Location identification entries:
──────
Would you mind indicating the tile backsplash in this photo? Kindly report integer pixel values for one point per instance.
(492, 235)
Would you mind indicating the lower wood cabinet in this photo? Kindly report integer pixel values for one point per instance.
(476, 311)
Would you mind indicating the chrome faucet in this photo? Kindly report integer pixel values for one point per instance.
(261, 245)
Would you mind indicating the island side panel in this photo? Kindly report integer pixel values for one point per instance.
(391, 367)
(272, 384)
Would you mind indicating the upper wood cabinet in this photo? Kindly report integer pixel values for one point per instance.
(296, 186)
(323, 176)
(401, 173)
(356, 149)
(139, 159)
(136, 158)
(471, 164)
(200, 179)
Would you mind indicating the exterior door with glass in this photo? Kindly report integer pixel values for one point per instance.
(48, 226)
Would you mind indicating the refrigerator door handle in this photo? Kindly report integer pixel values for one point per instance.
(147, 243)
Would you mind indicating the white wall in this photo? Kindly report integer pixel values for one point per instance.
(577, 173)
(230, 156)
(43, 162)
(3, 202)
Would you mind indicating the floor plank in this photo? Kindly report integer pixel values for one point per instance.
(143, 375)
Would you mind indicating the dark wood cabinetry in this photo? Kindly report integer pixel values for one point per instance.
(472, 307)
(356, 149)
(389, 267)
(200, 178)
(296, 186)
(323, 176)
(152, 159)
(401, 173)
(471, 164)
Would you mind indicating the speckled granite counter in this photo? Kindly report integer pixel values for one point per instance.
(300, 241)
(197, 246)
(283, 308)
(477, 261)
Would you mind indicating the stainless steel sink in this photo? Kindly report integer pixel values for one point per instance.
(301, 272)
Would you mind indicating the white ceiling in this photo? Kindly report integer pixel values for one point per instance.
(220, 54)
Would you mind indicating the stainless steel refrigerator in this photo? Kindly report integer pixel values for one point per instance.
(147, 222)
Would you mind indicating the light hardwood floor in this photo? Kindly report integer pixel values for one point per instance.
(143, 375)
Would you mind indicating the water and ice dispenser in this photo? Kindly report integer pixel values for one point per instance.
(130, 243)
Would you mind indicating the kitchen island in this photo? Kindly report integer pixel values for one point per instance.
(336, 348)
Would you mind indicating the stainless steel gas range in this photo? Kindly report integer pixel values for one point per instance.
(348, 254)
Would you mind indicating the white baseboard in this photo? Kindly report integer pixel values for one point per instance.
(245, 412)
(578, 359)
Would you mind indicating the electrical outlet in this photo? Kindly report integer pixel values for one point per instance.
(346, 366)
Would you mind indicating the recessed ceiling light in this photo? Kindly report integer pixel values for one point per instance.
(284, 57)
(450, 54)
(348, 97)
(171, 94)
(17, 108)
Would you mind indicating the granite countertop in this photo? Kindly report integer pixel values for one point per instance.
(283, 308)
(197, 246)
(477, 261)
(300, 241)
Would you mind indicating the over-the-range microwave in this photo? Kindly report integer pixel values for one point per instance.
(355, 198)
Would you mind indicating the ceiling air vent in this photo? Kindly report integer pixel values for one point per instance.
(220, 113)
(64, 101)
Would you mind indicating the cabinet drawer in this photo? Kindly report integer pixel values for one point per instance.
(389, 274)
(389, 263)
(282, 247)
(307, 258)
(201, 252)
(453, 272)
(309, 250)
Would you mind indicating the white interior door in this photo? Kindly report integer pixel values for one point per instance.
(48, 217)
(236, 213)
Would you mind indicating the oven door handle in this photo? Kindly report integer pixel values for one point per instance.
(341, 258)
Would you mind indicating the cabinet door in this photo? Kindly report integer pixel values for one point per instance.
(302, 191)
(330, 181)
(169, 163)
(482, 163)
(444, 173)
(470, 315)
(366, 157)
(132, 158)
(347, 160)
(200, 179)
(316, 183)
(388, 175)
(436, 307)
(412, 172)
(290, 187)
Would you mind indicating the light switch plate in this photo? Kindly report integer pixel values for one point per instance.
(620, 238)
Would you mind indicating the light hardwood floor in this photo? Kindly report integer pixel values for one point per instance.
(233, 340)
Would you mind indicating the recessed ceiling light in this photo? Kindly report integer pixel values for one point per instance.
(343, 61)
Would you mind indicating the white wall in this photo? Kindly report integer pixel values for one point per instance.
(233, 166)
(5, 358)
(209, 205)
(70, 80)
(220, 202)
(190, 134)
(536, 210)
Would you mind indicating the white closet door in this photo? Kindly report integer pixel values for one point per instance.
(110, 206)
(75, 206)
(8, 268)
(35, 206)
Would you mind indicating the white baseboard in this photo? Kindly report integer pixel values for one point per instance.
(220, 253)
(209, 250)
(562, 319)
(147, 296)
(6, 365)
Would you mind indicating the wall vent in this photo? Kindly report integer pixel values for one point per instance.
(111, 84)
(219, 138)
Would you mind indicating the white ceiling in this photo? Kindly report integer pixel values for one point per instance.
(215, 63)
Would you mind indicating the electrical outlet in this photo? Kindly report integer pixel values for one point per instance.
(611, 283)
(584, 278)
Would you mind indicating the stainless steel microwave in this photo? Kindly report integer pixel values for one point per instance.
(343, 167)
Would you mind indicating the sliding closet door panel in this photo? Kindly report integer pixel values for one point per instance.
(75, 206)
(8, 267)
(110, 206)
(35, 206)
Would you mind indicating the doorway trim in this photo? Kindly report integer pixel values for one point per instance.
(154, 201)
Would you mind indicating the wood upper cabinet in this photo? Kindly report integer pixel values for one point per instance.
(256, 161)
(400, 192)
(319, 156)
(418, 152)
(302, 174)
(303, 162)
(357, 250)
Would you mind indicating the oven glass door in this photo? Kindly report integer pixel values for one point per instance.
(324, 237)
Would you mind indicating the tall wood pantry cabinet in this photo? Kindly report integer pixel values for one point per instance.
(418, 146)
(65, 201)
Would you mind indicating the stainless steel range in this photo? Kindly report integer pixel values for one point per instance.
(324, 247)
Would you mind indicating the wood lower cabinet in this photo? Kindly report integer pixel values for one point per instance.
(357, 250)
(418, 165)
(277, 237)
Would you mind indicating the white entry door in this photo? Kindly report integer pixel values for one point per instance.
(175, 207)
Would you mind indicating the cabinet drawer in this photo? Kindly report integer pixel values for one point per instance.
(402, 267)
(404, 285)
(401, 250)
──────
* **Exercise requirements**: Return, word for word, the part of the records that opens with the line containing "Would you mind indicating the stainless steel range" and runs through the final line of the records, both ends included.

* **Solution to the problem**:
Would you mind indicating the stainless steel range in this photo? Kindly report integer pixel values for one point per instance.
(324, 247)
Would you mind indicating the wood lower cabinet in this photo? Kindly report integer pixel values for one point per instance.
(357, 250)
(418, 165)
(277, 237)
Would you mind indicating the white entry door in this photo? Kindly report integer pixel values for one point per instance.
(175, 207)
Would you mind indicating the cabinet drawer in this photo? Kindly report integer pixel values for one point per instance.
(402, 267)
(404, 285)
(401, 250)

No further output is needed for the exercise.